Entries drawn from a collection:

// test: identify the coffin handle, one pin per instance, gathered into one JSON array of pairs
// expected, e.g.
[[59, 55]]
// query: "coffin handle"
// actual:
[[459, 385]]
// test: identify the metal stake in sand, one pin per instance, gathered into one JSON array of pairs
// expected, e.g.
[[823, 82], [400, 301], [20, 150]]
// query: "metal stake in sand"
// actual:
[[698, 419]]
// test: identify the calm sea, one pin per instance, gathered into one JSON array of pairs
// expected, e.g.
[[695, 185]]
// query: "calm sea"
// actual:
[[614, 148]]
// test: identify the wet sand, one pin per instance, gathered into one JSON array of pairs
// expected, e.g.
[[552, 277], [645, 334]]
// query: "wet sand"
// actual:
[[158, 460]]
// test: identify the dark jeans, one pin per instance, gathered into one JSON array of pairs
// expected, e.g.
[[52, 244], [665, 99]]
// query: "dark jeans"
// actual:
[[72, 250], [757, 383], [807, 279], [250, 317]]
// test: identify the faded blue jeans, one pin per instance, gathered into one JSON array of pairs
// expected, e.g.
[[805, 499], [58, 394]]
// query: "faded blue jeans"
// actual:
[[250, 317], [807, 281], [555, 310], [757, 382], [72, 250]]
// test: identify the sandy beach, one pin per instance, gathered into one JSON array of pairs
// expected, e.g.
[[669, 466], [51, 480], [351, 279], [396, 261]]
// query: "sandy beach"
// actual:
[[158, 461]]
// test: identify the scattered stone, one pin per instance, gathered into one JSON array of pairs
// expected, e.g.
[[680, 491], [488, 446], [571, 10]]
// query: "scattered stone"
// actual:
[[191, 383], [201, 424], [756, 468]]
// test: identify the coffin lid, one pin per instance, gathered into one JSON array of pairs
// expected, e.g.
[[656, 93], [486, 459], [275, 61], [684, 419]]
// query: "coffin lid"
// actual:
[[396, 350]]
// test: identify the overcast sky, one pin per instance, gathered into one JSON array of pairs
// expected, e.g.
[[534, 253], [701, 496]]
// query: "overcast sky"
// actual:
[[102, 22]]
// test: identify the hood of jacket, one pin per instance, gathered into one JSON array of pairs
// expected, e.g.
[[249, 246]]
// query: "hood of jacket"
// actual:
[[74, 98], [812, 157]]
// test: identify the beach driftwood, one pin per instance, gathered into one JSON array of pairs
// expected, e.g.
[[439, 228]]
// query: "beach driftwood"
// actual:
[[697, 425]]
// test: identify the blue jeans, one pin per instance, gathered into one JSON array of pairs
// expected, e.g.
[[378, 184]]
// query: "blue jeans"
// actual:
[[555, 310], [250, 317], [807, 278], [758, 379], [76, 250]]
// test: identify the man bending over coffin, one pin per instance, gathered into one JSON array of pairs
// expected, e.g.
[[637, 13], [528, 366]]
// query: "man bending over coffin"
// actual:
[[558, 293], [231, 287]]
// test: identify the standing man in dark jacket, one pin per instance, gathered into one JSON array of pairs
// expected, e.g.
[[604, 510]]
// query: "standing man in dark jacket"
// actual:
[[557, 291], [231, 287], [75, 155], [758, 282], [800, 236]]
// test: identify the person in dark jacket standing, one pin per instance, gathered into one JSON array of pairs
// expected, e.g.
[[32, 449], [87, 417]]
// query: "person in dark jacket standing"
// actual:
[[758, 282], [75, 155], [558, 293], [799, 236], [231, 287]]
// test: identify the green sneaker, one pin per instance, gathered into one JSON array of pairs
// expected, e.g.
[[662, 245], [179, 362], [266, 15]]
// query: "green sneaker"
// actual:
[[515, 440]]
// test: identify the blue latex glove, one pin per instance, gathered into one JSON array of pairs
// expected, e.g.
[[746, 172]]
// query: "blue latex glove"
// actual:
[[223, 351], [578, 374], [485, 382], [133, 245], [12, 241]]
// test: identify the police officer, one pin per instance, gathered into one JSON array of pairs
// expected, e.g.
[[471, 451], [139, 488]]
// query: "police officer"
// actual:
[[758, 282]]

_Given exercise_: Write out every line again, from the first one up to and including the line with "[[74, 98], [812, 157]]", requests included, and multiply each coordinate in the answers by 1.5, rounding to whole numbers with halves going up. Leave the numbers in the requests and their sample arrays unchanged.

_The output_:
// test: identify the coffin handle, one pin per instance, gathered into one JSON array of pairs
// expected, e.g.
[[59, 55]]
// query: "coffin handle"
// actual:
[[689, 578]]
// test: identify the metal stake in sand, one pin per instance, gathered into one JSON array of pairs
// expected, e.g.
[[823, 82], [400, 301], [20, 150]]
// query: "metal stake in sand"
// actual:
[[1047, 629]]
// test: identify the calm sea, one pin per instance, gathered into one JSON array of pairs
// expected, e.g.
[[695, 185]]
// query: "calm sea"
// actual:
[[921, 222]]
// test: identify the wet sand, one pin per instance, gathered into one JSON array of pairs
// expected, e.g.
[[552, 277], [645, 334]]
// query: "wet sand"
// actual:
[[237, 690]]
// test: identify the dark jeans, one pin per instance, gathered into one JSON array of pairs
// expected, e.g.
[[52, 244], [665, 99]]
// query: "dark jeans"
// actual:
[[108, 375], [1136, 575], [1211, 419], [375, 476]]
// test: identify the faded blue jeans, one pin per instance, gathered into one JSON array of pairs
// expected, e.g.
[[805, 499], [58, 394]]
// query: "faded blue jeans"
// actual:
[[375, 476], [1211, 422], [833, 465], [1136, 573], [108, 375]]
// test: identify the sandy beach, one pin per instance, gathered into one JSON array of pairs
// expected, e.g.
[[669, 466], [51, 480], [351, 279], [396, 261]]
// query: "sandy beach"
// actual:
[[237, 692]]
// test: identify the scattered stone, one pin per instance, gathered into one JSON array of pairs
// expected, e.g.
[[680, 491], [488, 446], [571, 10]]
// query: "scattered stone"
// actual:
[[287, 575], [302, 636], [1134, 702]]
// test: identify the coffin lid, one pin per instance, gathered into one JSON array of pairs
// expected, e.g.
[[656, 93], [486, 459], [275, 61], [684, 419]]
// query: "coffin lid"
// actual:
[[594, 525]]
// test: identify the overcast sky, one pin per instance, gathered into one JSON array of pairs
// expected, e.g.
[[534, 253], [701, 496]]
// query: "overcast sky"
// actual:
[[153, 33]]
// test: identify the hood of jacket, one pin per instance, gathered into one JSON array of pairs
// expected, e.g.
[[249, 246]]
// query: "hood of jacket"
// actual:
[[111, 147], [1218, 236]]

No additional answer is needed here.